━━━━━ Cuplikan Data ━━━━━

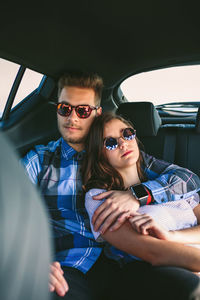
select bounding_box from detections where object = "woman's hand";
[49,261,69,297]
[92,191,139,234]
[128,213,171,240]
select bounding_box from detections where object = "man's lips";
[121,150,133,157]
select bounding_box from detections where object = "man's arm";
[102,222,200,272]
[128,204,200,244]
[49,261,69,297]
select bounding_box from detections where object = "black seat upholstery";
[0,133,51,300]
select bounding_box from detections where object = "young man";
[23,72,200,300]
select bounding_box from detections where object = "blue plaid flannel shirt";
[22,138,200,273]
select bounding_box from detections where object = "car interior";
[0,0,200,299]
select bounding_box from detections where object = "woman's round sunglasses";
[104,128,136,150]
[52,102,99,119]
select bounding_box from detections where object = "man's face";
[57,87,101,151]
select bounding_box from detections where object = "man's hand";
[128,213,170,240]
[49,261,69,297]
[92,191,139,234]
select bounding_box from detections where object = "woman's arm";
[129,210,200,244]
[102,222,200,272]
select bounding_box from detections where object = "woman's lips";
[122,150,133,157]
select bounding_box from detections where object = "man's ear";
[97,106,102,116]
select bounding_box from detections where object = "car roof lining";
[0,0,200,87]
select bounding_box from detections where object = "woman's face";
[103,119,139,172]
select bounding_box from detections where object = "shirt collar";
[61,138,85,160]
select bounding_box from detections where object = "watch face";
[133,184,148,199]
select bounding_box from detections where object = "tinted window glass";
[120,65,200,105]
[0,58,43,116]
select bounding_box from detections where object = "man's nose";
[118,137,127,149]
[68,107,78,121]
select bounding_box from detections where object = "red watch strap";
[144,186,152,205]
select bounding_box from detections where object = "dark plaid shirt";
[22,138,200,273]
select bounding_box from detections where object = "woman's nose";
[68,107,78,120]
[118,137,127,148]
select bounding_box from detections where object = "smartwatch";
[130,184,152,206]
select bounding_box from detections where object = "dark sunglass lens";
[123,128,135,141]
[58,103,72,117]
[76,105,92,119]
[105,138,118,150]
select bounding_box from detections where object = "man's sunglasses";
[51,102,99,119]
[104,128,136,150]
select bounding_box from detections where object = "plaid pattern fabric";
[22,138,200,273]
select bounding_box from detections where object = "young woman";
[83,113,200,272]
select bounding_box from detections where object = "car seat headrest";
[116,102,162,136]
[195,107,200,133]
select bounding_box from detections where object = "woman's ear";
[96,106,102,116]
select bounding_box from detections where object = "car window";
[0,58,43,116]
[120,65,200,111]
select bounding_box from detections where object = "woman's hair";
[82,112,145,191]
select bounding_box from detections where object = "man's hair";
[58,71,103,106]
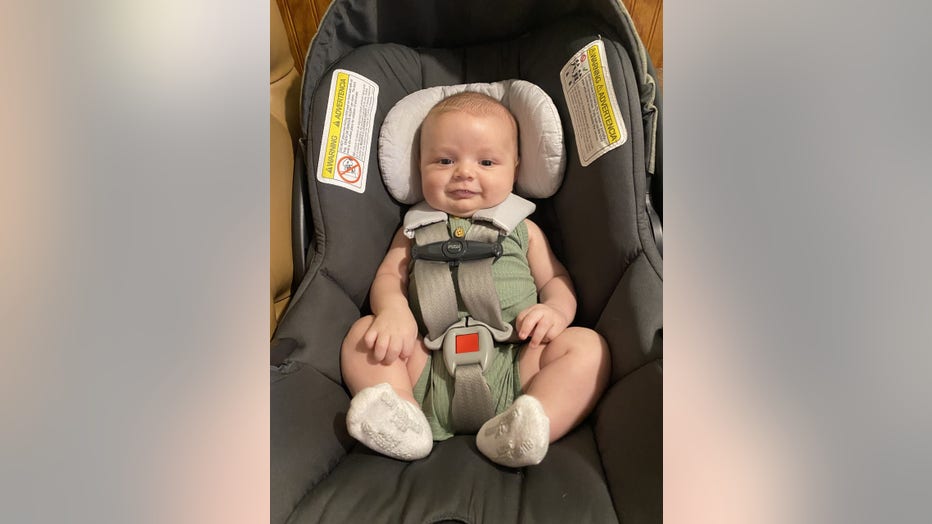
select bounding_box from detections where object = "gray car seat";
[270,0,663,523]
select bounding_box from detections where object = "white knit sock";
[476,395,550,468]
[346,382,434,460]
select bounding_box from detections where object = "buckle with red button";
[443,321,495,375]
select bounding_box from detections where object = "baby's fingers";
[516,309,544,340]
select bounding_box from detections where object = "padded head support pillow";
[379,80,566,204]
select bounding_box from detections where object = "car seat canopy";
[379,80,566,204]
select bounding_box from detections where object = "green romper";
[408,216,537,440]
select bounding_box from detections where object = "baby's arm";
[363,229,417,364]
[515,220,576,347]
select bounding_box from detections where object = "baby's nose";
[454,163,474,178]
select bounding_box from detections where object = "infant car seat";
[270,0,663,523]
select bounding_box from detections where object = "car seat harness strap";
[404,195,534,433]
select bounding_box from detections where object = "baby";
[341,92,610,467]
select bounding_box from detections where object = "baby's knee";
[342,315,375,352]
[567,326,611,375]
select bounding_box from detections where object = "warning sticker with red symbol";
[560,40,628,167]
[317,69,379,193]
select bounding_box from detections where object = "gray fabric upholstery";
[272,0,663,524]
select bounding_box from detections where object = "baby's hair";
[424,91,518,136]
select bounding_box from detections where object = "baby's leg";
[341,317,433,460]
[519,327,611,442]
[476,328,609,467]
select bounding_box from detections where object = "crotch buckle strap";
[443,317,495,376]
[443,317,495,433]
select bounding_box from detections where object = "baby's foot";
[476,395,550,468]
[346,382,434,460]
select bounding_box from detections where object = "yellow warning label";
[320,73,349,178]
[586,46,621,144]
[317,69,379,193]
[560,40,628,167]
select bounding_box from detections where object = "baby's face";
[421,111,518,217]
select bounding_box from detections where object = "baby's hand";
[515,304,570,348]
[363,309,417,364]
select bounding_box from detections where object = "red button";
[456,333,479,353]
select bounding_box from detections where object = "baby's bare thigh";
[405,337,430,387]
[518,327,600,391]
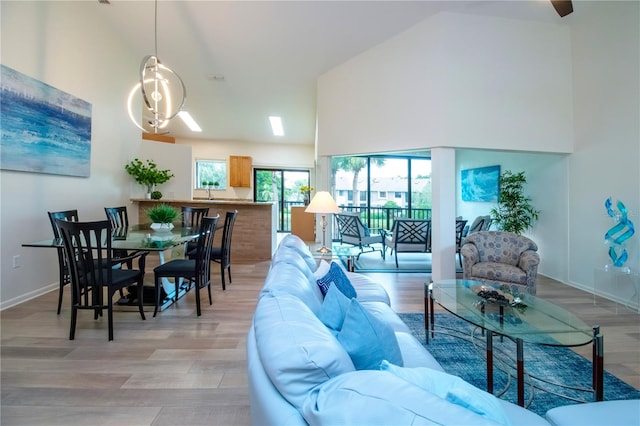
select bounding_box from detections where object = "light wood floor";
[0,262,640,426]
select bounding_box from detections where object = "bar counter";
[131,198,277,262]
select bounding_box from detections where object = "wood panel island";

━━━━━

→ Yang Dikerjakan
Laporkan setiap baris materi di atas yang memuat kata "window" dengan menyalin baris itu secara utuh.

→ Hasil
select bounding_box from detections where object = "tinted window glass";
select bounding_box from detections where object = "car window";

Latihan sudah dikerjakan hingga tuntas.